◆ TEXT SHOWN
* * * * * * *
The possibility to alter optical properties of materials by electrical, thermic or optical stimuli offers exciting new applications. Examples range from a usage in motorcycle helmets with visors of variable transmittance providing bikers the comfort of a dark visor in sunlight and the safety of a clear visor in the dark to applications which can have a global impact on energy consumption via passive regulation of heat flux in and out of buildings reducing heating & cooling costs.

The necessary changes in optical transmission can, for many materials, be related to the concentration of hydrogen in transition metal hydrides. However, for these materials a change in hydrogen concentration is needed in order to tune the transmission of photons. For O-containing YHx a different switching mechanism is reported. The darkening of the Yttrium-oxy-hydride YOyHx is stimulated by the illumination with sunlight. This photochromic behaviour has the distinct advantage that the material can automatically regulate a close to constant transmitted intensity. In this project, we will address this class of materials systematically. Our focus will be on revealing the mechanism of the photochromic reaction and control as well as improve the properties of the films.

Contact

Max Wolff

Magnetic liquids

Self assembly is one of the most fascinating phenomena in nature, since it can form well ordered structures on almost all length scales. The self assembly process is determined by the interaction between the constituents. Accordingly, a system offering tuneable interaction is an ideal playground for the understanding of the basic concepts of self assembly. We realize such a system by dispersing magnetic and non-magnetic particles in a ferro fluid matrix. Analysing the microscope images from such samples statistically gives quantitative information about phase formation.

Contact

Max Wolff

Surface ordering under shear

In fluid mechanics, flow is described by the Navier–Stokes equation in the bulk and a no-slip boundary condition at the solid interface. However, recently, both experiments and theory have shown that on a microscopic scale liquids may undergo significant slip at a solid wall. The magnitude of the slip length and its relation to the relevant surface parameters on that it depends, are, presently, under intense discussion in the literature and not well understood on the nm length scale. We contribute to this issue by investigation of surface ordering in samples that show correlations on mesoscopic length scales as well as Newtonian liquids mainly by scattering techniques. In particular, the use of neutron scattering methods allows to access liquids in contact to solid substrates.
* * * * * * *
◆ EXTRACTED ENTRIES
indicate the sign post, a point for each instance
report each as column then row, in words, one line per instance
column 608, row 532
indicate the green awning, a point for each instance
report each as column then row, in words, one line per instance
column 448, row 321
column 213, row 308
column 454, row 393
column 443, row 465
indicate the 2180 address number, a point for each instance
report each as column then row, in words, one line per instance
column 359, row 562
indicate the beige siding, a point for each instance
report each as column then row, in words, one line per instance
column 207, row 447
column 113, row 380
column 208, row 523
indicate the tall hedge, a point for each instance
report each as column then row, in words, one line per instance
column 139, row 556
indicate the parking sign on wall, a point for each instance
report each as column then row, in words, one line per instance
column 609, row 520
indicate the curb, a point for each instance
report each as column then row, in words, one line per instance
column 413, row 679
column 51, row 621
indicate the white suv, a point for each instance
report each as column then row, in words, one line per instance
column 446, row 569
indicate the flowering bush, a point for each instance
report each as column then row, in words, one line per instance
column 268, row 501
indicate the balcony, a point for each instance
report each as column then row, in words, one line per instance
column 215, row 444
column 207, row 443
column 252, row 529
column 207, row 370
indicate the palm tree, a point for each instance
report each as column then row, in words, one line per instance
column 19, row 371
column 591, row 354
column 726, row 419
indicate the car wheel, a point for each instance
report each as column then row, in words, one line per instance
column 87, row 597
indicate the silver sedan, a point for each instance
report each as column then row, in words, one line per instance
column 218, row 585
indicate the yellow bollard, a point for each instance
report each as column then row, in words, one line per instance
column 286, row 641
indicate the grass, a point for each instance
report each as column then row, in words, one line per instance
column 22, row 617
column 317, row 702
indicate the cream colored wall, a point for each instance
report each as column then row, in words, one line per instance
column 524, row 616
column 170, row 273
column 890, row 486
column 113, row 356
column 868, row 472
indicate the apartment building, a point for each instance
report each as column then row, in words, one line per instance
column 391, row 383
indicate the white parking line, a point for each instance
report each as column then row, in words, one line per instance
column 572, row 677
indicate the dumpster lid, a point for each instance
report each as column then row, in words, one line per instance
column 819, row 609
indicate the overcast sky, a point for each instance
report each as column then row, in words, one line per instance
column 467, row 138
* * * * * * *
◆ TASKS TO CARRY OUT
a - Copy out the research summaries from "In fluid mechanics, flow" to "to solid substrates." word for word.
b - Reproduce the lines of the records from the line with "indicate the parking" to the line with "column 446, row 569", both included, without any change.

◆ ANSWERS PER TASK
a -
In fluid mechanics, flow is described by the Navier–Stokes equation in the bulk and a no-slip boundary condition at the solid interface. However, recently, both experiments and theory have shown that on a microscopic scale liquids may undergo significant slip at a solid wall. The magnitude of the slip length and its relation to the relevant surface parameters on that it depends, are, presently, under intense discussion in the literature and not well understood on the nm length scale. We contribute to this issue by investigation of surface ordering in samples that show correlations on mesoscopic length scales as well as Newtonian liquids mainly by scattering techniques. In particular, the use of neutron scattering methods allows to access liquids in contact to solid substrates.

b -
indicate the parking sign on wall, a point for each instance
report each as column then row, in words, one line per instance
column 609, row 520
indicate the curb, a point for each instance
report each as column then row, in words, one line per instance
column 413, row 679
column 51, row 621
indicate the white suv, a point for each instance
report each as column then row, in words, one line per instance
column 446, row 569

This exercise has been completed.